Goal:
Return the entries from the line with "Please mark the region of every instance of the white" to the line with "[[[39,328],[31,326],[31,384],[39,386]]]", copying each line exactly as it appears.

□ □ □ □ □ □ □

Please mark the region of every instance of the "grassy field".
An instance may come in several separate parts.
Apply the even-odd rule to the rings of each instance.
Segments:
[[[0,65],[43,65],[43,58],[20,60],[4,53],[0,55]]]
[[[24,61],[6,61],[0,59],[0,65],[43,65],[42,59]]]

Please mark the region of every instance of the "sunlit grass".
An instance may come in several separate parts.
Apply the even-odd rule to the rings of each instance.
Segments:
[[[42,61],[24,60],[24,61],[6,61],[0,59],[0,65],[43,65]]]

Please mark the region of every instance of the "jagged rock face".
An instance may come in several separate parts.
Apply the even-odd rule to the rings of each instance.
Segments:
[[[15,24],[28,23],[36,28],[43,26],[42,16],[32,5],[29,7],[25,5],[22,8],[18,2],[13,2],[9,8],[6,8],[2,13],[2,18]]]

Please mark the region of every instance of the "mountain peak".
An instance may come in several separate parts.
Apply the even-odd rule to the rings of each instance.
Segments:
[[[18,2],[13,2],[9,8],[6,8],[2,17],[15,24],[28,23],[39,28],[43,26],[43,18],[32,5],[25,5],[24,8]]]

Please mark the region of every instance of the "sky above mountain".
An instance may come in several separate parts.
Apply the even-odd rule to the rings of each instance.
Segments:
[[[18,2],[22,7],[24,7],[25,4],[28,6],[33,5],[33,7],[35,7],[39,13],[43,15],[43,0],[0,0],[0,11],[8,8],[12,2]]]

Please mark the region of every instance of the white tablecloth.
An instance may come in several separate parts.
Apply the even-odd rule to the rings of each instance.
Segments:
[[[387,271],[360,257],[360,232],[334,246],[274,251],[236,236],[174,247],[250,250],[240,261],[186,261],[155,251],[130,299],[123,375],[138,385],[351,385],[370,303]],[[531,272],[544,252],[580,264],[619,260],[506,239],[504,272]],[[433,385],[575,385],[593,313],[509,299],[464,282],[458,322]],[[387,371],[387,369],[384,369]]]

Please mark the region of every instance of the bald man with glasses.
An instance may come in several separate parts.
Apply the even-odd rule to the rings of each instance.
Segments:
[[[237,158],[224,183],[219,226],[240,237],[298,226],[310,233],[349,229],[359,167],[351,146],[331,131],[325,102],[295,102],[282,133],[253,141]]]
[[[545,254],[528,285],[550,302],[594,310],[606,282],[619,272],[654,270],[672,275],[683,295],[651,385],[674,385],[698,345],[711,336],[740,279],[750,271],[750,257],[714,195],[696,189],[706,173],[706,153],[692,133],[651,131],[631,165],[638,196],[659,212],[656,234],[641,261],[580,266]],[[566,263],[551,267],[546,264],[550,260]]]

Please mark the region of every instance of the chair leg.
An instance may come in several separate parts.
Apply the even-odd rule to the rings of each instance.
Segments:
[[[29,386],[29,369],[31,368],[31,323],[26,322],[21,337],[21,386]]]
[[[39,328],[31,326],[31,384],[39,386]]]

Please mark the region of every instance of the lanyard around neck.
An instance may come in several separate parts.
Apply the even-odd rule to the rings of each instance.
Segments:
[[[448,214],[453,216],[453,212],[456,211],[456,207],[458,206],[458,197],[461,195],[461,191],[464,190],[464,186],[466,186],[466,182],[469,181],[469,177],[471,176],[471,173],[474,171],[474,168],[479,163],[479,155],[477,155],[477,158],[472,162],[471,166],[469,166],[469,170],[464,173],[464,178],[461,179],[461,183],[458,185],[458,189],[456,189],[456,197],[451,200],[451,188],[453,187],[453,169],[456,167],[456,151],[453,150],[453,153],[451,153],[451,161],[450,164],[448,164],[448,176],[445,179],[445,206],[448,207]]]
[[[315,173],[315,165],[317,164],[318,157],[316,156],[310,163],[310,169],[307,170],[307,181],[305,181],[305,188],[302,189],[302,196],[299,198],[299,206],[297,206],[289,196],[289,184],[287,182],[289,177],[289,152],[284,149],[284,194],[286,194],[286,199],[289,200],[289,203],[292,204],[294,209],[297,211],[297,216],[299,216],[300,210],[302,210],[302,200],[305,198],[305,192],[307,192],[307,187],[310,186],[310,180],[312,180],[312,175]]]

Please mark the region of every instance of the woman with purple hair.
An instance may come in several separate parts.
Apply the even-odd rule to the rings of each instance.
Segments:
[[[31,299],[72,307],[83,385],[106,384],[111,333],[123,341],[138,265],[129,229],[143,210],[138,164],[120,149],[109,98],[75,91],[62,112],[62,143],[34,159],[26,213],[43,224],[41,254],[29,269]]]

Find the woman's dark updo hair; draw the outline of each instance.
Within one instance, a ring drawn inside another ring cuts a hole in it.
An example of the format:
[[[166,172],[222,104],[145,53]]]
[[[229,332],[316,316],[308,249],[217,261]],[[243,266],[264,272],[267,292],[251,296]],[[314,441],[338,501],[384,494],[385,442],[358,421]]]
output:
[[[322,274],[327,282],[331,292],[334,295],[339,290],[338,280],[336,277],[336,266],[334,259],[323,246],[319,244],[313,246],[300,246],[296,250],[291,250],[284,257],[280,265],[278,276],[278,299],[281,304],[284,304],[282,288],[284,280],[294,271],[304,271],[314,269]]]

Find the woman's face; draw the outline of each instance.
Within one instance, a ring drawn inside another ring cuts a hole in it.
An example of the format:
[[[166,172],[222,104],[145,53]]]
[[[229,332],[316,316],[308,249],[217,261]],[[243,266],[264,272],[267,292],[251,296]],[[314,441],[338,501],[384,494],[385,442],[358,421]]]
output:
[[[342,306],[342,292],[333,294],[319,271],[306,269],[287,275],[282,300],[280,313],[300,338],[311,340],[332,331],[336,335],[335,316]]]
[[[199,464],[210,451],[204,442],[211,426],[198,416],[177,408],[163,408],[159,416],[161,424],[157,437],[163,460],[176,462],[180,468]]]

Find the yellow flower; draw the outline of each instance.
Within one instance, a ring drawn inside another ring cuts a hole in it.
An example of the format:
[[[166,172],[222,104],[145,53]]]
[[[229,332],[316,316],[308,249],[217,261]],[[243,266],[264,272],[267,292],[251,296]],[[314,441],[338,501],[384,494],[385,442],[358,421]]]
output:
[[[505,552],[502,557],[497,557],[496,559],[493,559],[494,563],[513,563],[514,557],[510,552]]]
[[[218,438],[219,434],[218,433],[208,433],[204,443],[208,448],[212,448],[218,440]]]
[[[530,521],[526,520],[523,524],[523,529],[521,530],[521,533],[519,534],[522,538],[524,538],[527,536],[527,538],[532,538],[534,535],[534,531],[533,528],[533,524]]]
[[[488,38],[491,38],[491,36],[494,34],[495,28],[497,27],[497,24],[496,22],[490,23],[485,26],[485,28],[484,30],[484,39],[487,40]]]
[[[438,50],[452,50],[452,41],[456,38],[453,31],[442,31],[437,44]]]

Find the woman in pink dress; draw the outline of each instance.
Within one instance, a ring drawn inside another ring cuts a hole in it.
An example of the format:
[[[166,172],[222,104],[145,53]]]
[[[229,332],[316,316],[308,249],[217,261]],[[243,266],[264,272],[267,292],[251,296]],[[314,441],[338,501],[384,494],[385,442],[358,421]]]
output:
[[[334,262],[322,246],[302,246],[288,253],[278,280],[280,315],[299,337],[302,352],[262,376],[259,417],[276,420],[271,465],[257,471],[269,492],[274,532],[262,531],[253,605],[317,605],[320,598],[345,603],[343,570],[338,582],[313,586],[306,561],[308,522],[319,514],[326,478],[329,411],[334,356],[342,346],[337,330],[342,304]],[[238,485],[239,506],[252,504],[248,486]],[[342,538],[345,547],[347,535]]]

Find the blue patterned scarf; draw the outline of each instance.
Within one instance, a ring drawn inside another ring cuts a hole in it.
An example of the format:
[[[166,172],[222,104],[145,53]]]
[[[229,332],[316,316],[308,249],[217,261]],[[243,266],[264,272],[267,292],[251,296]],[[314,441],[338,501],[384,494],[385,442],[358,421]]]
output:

□ □ □ □ □ □ □

Task answer:
Please mark the region of every instance of the white tablecloth.
An instance may come in several separate parts.
Apply the even-odd rule to the rings of each instance.
Segments:
[[[387,271],[360,257],[360,232],[334,246],[274,251],[236,236],[174,247],[250,250],[240,261],[186,261],[155,251],[130,299],[123,375],[138,385],[351,385],[370,303]],[[531,272],[544,252],[580,264],[619,260],[506,239],[504,272]],[[433,385],[575,385],[593,313],[509,299],[464,282],[458,322]],[[387,371],[387,369],[384,369]]]

Please mark the region of every instance of the bald man with glasses.
An instance may come in several separate parts.
Apply the even-odd rule to the rings of each instance.
Segments:
[[[237,158],[224,183],[219,226],[240,237],[298,226],[310,233],[349,229],[359,167],[351,146],[331,131],[325,102],[295,102],[282,133],[253,141]]]
[[[545,254],[528,285],[550,302],[594,310],[606,282],[619,272],[654,270],[672,275],[683,295],[651,385],[674,385],[698,345],[711,336],[740,279],[750,271],[750,257],[714,195],[696,189],[706,173],[706,153],[692,133],[651,131],[631,165],[638,196],[659,212],[656,234],[641,261],[580,266]],[[566,263],[551,267],[546,264],[550,260]]]

Please mark the region of every instance of the chair leg.
An instance may come in several separate parts.
Apply the even-odd rule to the rings of each instance.
Segments:
[[[29,386],[29,369],[31,368],[31,323],[26,322],[21,337],[21,386]]]
[[[39,328],[31,326],[31,384],[39,386]]]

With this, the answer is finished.